** start The records **
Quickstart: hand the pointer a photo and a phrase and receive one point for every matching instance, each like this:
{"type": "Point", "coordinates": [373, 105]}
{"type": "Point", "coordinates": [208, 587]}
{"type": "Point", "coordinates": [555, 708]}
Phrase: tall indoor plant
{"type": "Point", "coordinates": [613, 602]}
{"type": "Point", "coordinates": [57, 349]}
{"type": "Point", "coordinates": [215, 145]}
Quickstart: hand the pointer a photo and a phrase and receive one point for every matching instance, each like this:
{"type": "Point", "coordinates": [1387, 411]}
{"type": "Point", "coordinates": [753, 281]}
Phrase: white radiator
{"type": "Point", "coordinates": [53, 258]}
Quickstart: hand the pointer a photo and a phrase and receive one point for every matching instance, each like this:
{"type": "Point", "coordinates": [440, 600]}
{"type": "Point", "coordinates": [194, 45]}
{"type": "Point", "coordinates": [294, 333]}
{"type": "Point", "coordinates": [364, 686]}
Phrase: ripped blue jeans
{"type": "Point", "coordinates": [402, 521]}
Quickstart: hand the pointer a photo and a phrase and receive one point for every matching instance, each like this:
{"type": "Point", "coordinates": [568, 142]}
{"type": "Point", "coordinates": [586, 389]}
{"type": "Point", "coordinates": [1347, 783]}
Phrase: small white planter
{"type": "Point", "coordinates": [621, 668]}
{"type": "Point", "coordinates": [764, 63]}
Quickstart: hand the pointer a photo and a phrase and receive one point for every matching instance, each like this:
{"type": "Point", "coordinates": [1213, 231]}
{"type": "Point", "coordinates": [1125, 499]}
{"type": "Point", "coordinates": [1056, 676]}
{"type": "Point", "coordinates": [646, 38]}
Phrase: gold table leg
** end The records **
> **Brief**
Extract all of the data shown above without alteration.

> **Reply to the task**
Quickstart: hand the pointer a photo and a phrase and receive one point for every matching instance, each like this:
{"type": "Point", "coordinates": [373, 105]}
{"type": "Point", "coordinates": [208, 587]}
{"type": "Point", "coordinates": [555, 708]}
Phrase: tall indoor plant
{"type": "Point", "coordinates": [613, 602]}
{"type": "Point", "coordinates": [57, 349]}
{"type": "Point", "coordinates": [215, 145]}
Quickstart: hand the pointer a photo and a phrase and receive one point for every matching instance, each like this:
{"type": "Point", "coordinates": [1387, 411]}
{"type": "Point", "coordinates": [753, 281]}
Phrase: white radiator
{"type": "Point", "coordinates": [53, 258]}
Quickstart: hand the pointer a photo and a phrase and receive one point for every matching instance, each like this:
{"type": "Point", "coordinates": [440, 600]}
{"type": "Point", "coordinates": [194, 45]}
{"type": "Point", "coordinates": [294, 333]}
{"type": "Point", "coordinates": [364, 686]}
Phrase: ripped blue jeans
{"type": "Point", "coordinates": [402, 521]}
Quickstart: hand the pointer a photo and a phrase and receive one point for every matching instance, each like this:
{"type": "Point", "coordinates": [568, 142]}
{"type": "Point", "coordinates": [586, 389]}
{"type": "Point", "coordinates": [1347, 783]}
Phrase: small white planter
{"type": "Point", "coordinates": [621, 668]}
{"type": "Point", "coordinates": [764, 63]}
Quickstart: hand the pointer a photo and a phrase and receive one point for every matching instance, each like this:
{"type": "Point", "coordinates": [1213, 231]}
{"type": "Point", "coordinates": [1125, 499]}
{"type": "Point", "coordinates": [1056, 676]}
{"type": "Point", "coordinates": [646, 38]}
Phrase: gold table leg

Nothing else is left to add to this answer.